Could you restate every line of the data word for word?

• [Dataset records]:
--------------------------------
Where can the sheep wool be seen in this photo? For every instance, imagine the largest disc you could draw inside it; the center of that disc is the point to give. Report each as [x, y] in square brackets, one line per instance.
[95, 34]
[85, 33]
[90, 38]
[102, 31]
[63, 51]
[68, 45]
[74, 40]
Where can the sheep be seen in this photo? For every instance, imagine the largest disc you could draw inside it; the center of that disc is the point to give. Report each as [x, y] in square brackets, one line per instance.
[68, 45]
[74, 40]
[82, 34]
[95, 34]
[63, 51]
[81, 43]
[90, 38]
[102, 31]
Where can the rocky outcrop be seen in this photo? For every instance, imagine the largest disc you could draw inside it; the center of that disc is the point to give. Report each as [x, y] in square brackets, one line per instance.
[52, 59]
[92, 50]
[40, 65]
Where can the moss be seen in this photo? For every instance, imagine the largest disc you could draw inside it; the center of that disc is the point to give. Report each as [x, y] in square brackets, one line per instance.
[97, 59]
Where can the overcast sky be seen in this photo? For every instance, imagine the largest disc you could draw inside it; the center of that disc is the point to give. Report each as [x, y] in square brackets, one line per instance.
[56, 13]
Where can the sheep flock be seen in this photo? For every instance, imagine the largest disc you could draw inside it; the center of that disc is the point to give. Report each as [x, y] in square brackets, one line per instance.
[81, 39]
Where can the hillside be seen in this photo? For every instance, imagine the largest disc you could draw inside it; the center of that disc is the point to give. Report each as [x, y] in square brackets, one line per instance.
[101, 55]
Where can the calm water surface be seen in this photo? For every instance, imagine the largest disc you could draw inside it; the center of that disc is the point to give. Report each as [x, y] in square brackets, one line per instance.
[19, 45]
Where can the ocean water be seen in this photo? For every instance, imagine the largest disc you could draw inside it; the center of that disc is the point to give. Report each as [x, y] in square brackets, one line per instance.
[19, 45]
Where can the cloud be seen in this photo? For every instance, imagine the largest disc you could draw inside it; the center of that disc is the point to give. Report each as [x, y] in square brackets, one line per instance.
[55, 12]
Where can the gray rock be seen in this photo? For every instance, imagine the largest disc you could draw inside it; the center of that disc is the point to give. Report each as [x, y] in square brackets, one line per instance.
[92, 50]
--------------------------------
• [Written solution]:
Where can the sheep wool be seen in this photo? For every instance, imagine the largest disc you could draw inside it; the center of that disc is the point to give. Report each as [x, y] in square brackets, one line per instance.
[95, 34]
[85, 33]
[90, 38]
[102, 31]
[63, 51]
[68, 45]
[74, 40]
Where can the sheep be seen in this photo? For every instance, imagine the largest disc you could draw inside it; the center of that disc is the point to give. Report each as [x, y] in square brackets, one line per instance.
[68, 45]
[74, 40]
[82, 34]
[95, 34]
[63, 51]
[81, 43]
[90, 38]
[102, 31]
Where can the rocky outcrop be seen in this photo? For every instance, imagine the largest disc you could draw inside it; the center of that disc is the point to give. Report each as [x, y] in square brackets, one line per instance.
[52, 59]
[92, 50]
[40, 65]
Where can the moss be seen in this photo? For every instance, imagine the largest disc you could draw inside it; the center of that disc is the point to give. Report each as [x, y] in square brackets, one line per instance.
[97, 59]
Where can the overcast sky be seen in this photo? For every instance, imagine the largest disc you could draw inside it; the center of that disc is the point to give. Report each as [x, y] in square brackets, one line per instance.
[56, 13]
Where can the sheep flock be seen in this photo? For every instance, imagine the largest disc you could draw inside it; the center of that disc is the point to give. Report each as [x, y] in square brackets, one line per instance.
[81, 39]
Where can the hillside be seen in this photo? For every instance, imagine the largest disc you could draw inside it; the center of that disc is the point to give. Report each as [x, y] in square brackets, one line per instance.
[101, 55]
Where can the calm water surface be seen in this photo? For every instance, imagine the largest disc you could draw inside it; the center of that disc is the point to give. Report each as [x, y] in square brackets, one line per instance.
[19, 45]
Where can the ocean water be seen in this photo? For every instance, imagine the largest disc you could draw inside it; the center of that disc is the point to give. Report each as [x, y] in square brackets, one line per instance.
[19, 45]
Where can the cloud be seen in this photo? For every instance, imagine the largest disc you could draw inside it; the center of that disc is the point to give. Report each as [x, y] in square brackets, one line per instance.
[55, 12]
Where can the gray rock be seen in this photo? For every instance, imagine the largest disc you could draw inside it; the center of that disc is the point to give. Report each as [x, y] in square brackets, one line per instance.
[92, 50]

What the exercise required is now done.